Задание к выполнению :: Отредактируйте фрагмент текста о проекте «Имя России», который начинается словами «О Николае Ивановиче» и заканчивается словами «институтах этого города.»: приведите его заново, заменив «Ленинграда» на «Москвы».

Текст для чтения ::
● ● ●
Интересно было бы знать, какое количество жертв на совести этих столпов имперской идеологии? Современная европейская демократия построена на костях коронованных лиц и десятков миллионов жертв только двух последних мировых войн. Европейцы, в отличие от россиян, сделали выводы из своей трагической истории. Они не называют своих тиранов лучшими представителями нации и не гордятся ими.
Наблюдая за рейтинговым голосованием проекта «Имя России», бесспорно, хотелось поскорее узнать, кого же выберут среди многих и многих достойных соотечественников россияне, как их выбор совпадет с твоим личным. Когда же определились явные фавориты, а в дальнейшем решалось только, какое место займет та или иная историческая личность, по правде говоря, мне стало стыдно за сегодняшнее российское общество. Положительно воспринимались только четыре личности: Александр Невский, Александр Пушкин, Федор Достоевский, Дмитрий Менделеев.
У каждого человека есть свой личный, бесспорно, субъективный рейтинг исторических личностей среди того или иного народа, эпохи, истории человечества. Среди большого количества выдающихся и почитаемых мной россиян с наибольшим уважением отношусь к Николаю Ивановичу Вавилову, Антону Павловичу Чехову, Юрию Алексеевичу Гагарину, Андрею Дмитриевичу Сахарову, Александру Сергеевичу Пушкину. Эти имена знает весь мир.
Вавилов — это имя для меня стоит в одном ряду с великим сыном индийского народа Махатмой Ганди, который олицетворяет наивысшие принципы человечности Азиатского континента, где ее так сегодня не хватает, и Альбертом Швейцером — самым большим гуманистом за все время существования европейской цивилизации.
О Николае Ивановиче Вавилове и его трагической судьбе услышал еще подростком от своего отца. Произошло это в середине 60-х годов прошлого века. Мой отец, учитель биологии, учился на курсах повышения квалификации при Луганском педагогическом институте, который он окончил в 1950-х годах.
В то время, после долгих скитаний по безграничным просторам земли советской, там работал профессор Семен Максимилианович Дионесов, который был учеником выдающихся физиологов И. П. Павлова и Л. А. Орбели. В послевоенные годы профессор Дионесов попал в жернова сталинской карательной машины, был отстранен от академической научной работы и выслан из Ленинграда на периферию в азиатскую часть СССР, где работал в вузах, а во время «оттепели», дарованной Никитой Сергеевичем, приехал в Луганск и работал в институтах этого города.
● ● ●
Исходные данные ::
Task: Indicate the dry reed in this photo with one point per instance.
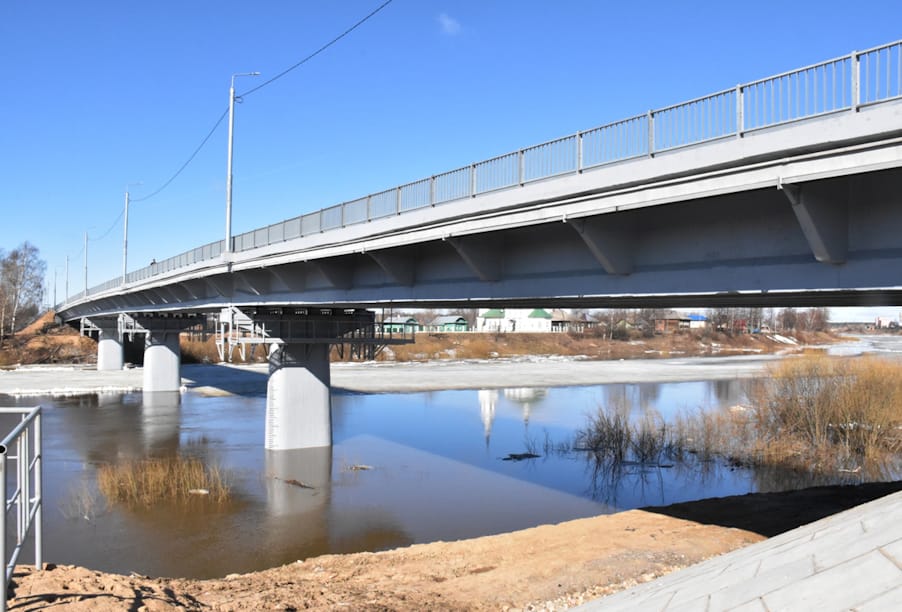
(152, 481)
● ● ●
Письменное решение ::
О Николае Ивановиче Вавилове и его трагической судьбе услышал еще подростком от своего отца. Произошло это в середине 60-х годов прошлого века. Мой отец, учитель биологии, учился на курсах повышения квалификации при Луганском педагогическом институте, который он окончил в 1950-х годах.
В то время, после долгих скитаний по безграничным просторам земли советской, там работал профессор Семен Максимилианович Дионесов, который был учеником выдающихся физиологов И. П. Павлова и Л. А. Орбели. В послевоенные годы профессор Дионесов попал в жернова сталинской карательной машины, был отстранен от академической научной работы и выслан из Москвы на периферию в азиатскую часть СССР, где работал в вузах, а во время «оттепели», дарованной Никитой Сергеевичем, приехал в Луганск и работал в институтах этого города.